• [SOURCE DOCUMENT]:
-.-.-

Victor Zelman (1877–1960) was an Australian painter and etcher. He was born in Melbourne and was the son of Alberto Zelman (senior) and the brother of Alberto Zelman, the founder of the Melbourne Symphony Orchestra.

Life and career
Zellman was born into a musical family, both his father and his elder brother were noted musicians. He grew up in Carlton and attended King's College in Fitzroy. Victor mastered the viola and violin and performed in chamber orchestras as a young man. He trained at the National Gallery of Victoria Art School in Melbourne. After finishing his training, Zelman exhibited with other groups of traditional artists in the general exhibitions organised by the various artists' societies in Melbourne including The Victorian Artists’ Society, The Melbourne Artists’ Society, The Fine Art Society, The Painters and Etchers’ Society, and The New Gallery and submitted work in various municipal art competitions and exhibitions.

In 1907 Zellman married Clara Borsa. He was 46 when he held his first solo exhibition of paintings in Melbourne. In August 1923 at a small gallery run by Margaret McLean in the Tunnocks building at 125 Collins Street. It was reviewed in both the Age and Argus newspapers. The unnamed Age reviewer described it as a "loveable little show amidst picturesque surroundings" and implied that Victor was known already and setting out in a new direction with his landscape paintings. Victor was firmly in the camp of the Traditionalists who dominated the Melbourne art scene until the end of the 1930s. This style continued to be taught at the National Gallery Art School in Melbourne firmly entrenched there by the views of the Gallery director James S. McDonald.

-.-.-

• [RECORD EXTRACTS]:
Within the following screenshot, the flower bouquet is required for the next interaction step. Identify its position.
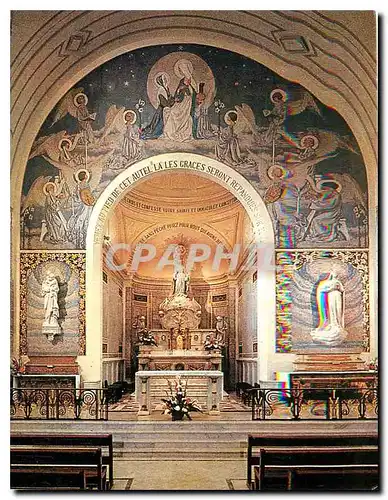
[162,375,202,420]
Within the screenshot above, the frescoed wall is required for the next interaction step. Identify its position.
[276,250,369,354]
[21,45,368,249]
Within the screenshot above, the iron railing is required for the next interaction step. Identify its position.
[10,388,108,420]
[247,387,378,420]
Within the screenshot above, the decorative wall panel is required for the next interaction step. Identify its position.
[21,43,368,249]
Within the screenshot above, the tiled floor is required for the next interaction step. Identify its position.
[113,459,248,491]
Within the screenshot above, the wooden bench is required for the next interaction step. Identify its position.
[253,446,379,490]
[247,434,378,489]
[11,465,87,491]
[11,433,113,489]
[11,446,106,490]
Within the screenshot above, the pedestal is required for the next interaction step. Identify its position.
[135,370,224,416]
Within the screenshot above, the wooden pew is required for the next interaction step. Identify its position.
[247,434,378,489]
[11,466,87,491]
[11,446,106,490]
[11,433,113,489]
[253,446,379,490]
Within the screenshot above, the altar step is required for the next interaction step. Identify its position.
[109,392,252,414]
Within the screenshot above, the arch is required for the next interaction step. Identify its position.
[78,153,276,383]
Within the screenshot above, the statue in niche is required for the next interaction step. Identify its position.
[42,272,61,341]
[173,266,190,297]
[311,272,347,346]
[133,316,158,347]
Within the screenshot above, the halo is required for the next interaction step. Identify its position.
[269,89,287,104]
[317,179,342,193]
[43,181,57,195]
[58,137,72,151]
[74,168,90,184]
[300,134,319,149]
[224,109,238,125]
[174,59,194,78]
[267,163,288,181]
[123,109,137,125]
[73,92,89,108]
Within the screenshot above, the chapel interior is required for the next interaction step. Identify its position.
[10,10,380,491]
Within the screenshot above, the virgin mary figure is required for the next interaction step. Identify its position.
[162,59,197,142]
[311,272,348,346]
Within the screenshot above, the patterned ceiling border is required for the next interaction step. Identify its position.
[276,249,370,353]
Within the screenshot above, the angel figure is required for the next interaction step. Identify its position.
[140,73,175,139]
[302,176,350,243]
[51,87,96,143]
[263,89,321,144]
[193,82,217,139]
[73,92,96,143]
[40,181,67,243]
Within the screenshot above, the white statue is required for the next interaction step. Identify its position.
[216,316,228,342]
[42,272,61,340]
[173,267,190,295]
[311,272,348,346]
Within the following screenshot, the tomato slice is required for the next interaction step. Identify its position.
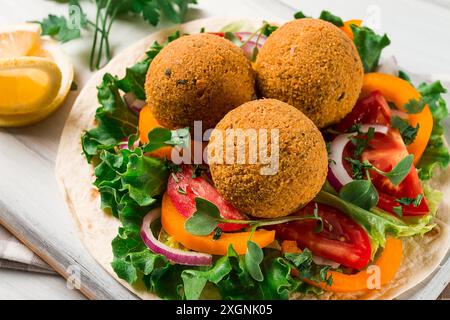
[361,129,429,216]
[269,203,371,269]
[167,165,247,231]
[335,91,391,132]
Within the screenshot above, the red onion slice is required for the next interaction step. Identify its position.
[327,124,389,191]
[141,208,212,266]
[123,92,146,114]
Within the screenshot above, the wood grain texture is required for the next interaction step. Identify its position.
[0,0,450,299]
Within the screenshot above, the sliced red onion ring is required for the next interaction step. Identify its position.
[235,31,267,46]
[327,124,389,191]
[141,208,212,266]
[123,92,146,114]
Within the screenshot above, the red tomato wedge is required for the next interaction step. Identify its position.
[167,165,247,231]
[361,129,429,216]
[335,91,429,216]
[269,203,371,269]
[335,91,391,132]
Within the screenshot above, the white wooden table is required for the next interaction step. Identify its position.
[0,0,450,299]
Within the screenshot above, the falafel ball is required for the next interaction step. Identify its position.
[145,33,255,129]
[208,99,328,218]
[256,18,364,128]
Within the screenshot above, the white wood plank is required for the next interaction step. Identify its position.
[0,0,450,298]
[0,270,85,300]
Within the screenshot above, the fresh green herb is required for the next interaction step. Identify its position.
[313,203,323,233]
[418,81,450,180]
[111,227,169,284]
[239,21,278,61]
[398,70,411,83]
[184,198,322,236]
[319,10,344,27]
[391,116,419,145]
[294,11,308,19]
[314,191,439,247]
[35,0,197,70]
[177,187,187,194]
[244,240,264,281]
[261,21,278,37]
[395,194,423,207]
[213,227,222,240]
[350,127,375,159]
[339,180,378,210]
[403,97,427,114]
[184,198,222,236]
[70,81,78,91]
[224,32,242,47]
[345,157,373,180]
[372,154,414,186]
[285,248,333,285]
[350,24,391,72]
[144,128,191,152]
[347,123,361,134]
[35,0,88,43]
[294,10,344,27]
[81,31,180,162]
[392,206,403,217]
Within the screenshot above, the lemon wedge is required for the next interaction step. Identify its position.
[0,38,74,127]
[0,57,62,115]
[0,23,41,58]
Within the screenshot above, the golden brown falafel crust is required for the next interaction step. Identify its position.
[256,18,364,128]
[208,99,328,218]
[145,34,255,129]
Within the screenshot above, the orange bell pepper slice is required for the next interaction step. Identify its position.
[362,73,433,165]
[139,105,172,160]
[161,193,275,256]
[305,238,403,292]
[340,19,362,40]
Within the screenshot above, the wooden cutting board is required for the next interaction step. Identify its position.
[0,0,450,299]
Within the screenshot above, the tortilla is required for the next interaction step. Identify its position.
[56,18,450,299]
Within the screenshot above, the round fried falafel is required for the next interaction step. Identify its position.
[145,34,255,129]
[256,18,364,128]
[208,99,328,218]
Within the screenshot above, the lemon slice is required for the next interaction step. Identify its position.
[0,38,74,127]
[0,57,61,115]
[0,23,41,58]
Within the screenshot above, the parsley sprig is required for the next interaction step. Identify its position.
[36,0,197,70]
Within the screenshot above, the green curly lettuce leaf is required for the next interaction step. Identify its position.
[81,31,180,163]
[418,81,450,180]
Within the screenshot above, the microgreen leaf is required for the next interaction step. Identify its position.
[224,32,242,47]
[294,11,307,19]
[391,116,419,145]
[392,206,403,217]
[245,240,264,281]
[144,128,190,152]
[345,157,373,180]
[319,10,344,27]
[395,193,423,207]
[350,24,391,72]
[373,154,414,186]
[184,198,221,236]
[339,180,378,210]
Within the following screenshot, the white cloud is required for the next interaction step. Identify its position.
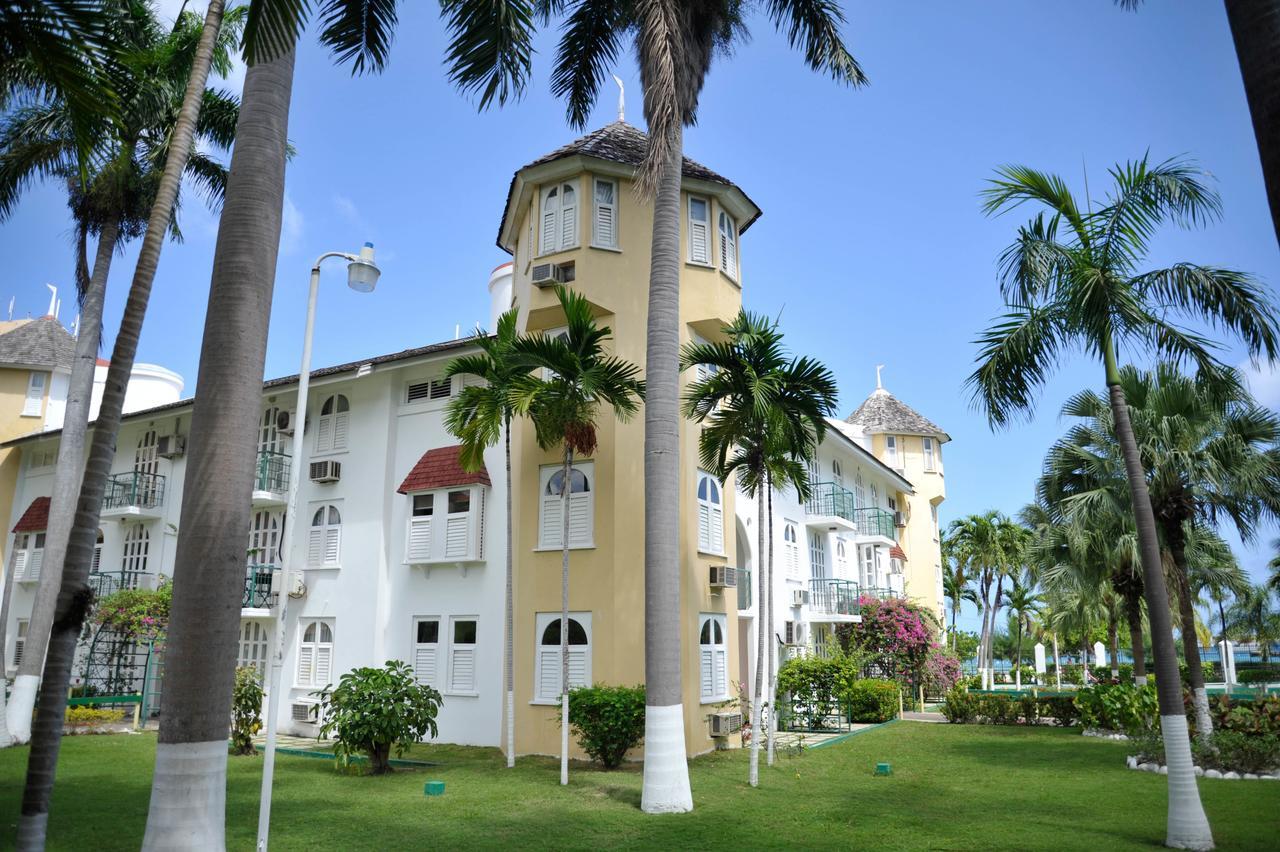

-.-.-

• [WHAT YOU HAVE TO DO]: Extend the biography of the painter Victor Zelman, picking up right after its last sentence.

• [TASK RESPONSE]:
Plein aire and impressionist landscapes were the popular choice of the Melbourne art public at this time. It was at the very end of the era started by the Melbourne Heidleberg School in the 1880s and soon to be riven by huge challenges to its dominance by young artists such as George Bell in Melbourne and the founding of the Melbourne Contemporary Group in 1932. European Modernism was almost unknown in Melbourne at this time and throughout his career, Victor showed little interest in its many iterations.

The Age review encouraged him and the public by adding "Mr Zelman has paid us a charming complement -he exhibits only his best work … all carefully studied and entirely satisfactory panels." His reviewer hoped that "If promises are fulfilled he will carve himself a niche among Australian landscape painters." The review concluded, "We will watch with deep interest Mr. Zelman’s future work."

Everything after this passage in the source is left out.